Entries on finding named things:
━━━━━━━━━━━━━━━━━━━━

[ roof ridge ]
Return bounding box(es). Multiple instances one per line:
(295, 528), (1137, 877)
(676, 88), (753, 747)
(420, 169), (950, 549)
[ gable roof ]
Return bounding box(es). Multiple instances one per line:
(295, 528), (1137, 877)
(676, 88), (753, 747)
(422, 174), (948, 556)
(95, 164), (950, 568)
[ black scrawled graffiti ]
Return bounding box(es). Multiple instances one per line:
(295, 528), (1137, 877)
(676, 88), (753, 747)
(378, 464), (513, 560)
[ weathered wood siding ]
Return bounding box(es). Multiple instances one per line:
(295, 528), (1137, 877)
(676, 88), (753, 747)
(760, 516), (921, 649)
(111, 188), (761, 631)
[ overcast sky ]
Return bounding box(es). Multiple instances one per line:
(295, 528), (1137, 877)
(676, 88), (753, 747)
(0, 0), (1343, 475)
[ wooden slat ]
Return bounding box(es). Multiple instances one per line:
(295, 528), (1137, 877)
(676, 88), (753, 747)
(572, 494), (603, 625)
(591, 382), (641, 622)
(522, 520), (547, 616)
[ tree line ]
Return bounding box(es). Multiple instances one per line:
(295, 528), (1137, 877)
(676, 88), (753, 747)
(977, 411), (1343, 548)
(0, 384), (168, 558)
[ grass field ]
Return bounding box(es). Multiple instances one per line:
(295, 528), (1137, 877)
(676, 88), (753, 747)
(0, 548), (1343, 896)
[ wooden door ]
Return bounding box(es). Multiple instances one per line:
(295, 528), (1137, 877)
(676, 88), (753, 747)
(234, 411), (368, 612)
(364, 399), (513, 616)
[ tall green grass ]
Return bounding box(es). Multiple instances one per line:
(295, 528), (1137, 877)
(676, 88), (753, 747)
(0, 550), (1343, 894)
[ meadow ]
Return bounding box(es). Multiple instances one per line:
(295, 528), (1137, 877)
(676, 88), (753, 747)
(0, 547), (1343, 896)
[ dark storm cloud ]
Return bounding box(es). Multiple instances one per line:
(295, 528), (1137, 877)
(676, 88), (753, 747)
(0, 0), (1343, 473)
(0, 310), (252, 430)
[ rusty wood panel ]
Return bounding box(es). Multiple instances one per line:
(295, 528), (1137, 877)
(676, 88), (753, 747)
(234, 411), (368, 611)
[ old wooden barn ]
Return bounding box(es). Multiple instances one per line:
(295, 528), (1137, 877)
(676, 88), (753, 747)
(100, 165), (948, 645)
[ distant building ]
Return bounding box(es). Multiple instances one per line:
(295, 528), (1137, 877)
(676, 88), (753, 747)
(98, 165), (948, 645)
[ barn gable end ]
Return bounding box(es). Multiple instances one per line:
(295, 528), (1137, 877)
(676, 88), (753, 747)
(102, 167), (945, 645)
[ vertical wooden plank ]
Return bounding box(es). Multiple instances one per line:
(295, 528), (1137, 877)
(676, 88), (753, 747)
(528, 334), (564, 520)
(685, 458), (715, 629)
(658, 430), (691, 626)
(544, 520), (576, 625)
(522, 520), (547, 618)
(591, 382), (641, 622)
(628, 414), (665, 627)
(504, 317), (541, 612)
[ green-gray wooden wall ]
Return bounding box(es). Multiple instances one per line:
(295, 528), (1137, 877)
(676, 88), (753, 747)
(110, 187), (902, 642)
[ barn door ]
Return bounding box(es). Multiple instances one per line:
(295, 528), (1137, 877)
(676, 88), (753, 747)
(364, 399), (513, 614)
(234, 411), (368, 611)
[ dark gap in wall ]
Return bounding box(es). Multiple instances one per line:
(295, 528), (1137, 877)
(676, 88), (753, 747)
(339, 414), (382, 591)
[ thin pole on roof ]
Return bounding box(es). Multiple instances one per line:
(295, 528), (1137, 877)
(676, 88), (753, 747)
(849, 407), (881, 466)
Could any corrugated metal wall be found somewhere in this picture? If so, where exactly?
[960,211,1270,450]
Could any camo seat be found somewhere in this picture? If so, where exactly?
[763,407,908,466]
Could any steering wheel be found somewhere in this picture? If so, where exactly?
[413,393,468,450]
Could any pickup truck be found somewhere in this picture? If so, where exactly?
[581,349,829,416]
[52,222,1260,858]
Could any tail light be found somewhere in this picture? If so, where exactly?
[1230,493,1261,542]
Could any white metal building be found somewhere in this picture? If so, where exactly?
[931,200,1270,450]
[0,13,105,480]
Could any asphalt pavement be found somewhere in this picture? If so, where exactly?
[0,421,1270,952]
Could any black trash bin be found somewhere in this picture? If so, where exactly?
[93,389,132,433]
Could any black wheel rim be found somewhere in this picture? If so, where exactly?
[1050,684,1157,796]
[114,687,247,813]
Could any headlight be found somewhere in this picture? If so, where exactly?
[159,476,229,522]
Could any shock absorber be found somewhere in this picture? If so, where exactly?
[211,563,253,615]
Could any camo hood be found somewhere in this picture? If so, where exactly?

━━━━━━━━━━━━━━━━━━━━

The problem ->
Scale the rows from the line containing "Could any steering" through the line containing "[52,222,1260,858]", both lines included, and write out every line of that stretch again. Keep the text lines unchanged, and multiply each box coordinate by 1.35, rounding to a whole number with halves going up.

Output of the task ->
Could any steering wheel be found somewhere in this picture? If so, where exactly?
[558,531,632,608]
Could any pickup truck be found somewhere in this picture? If so, where exactly?
[784,471,1119,562]
[70,300,1701,1158]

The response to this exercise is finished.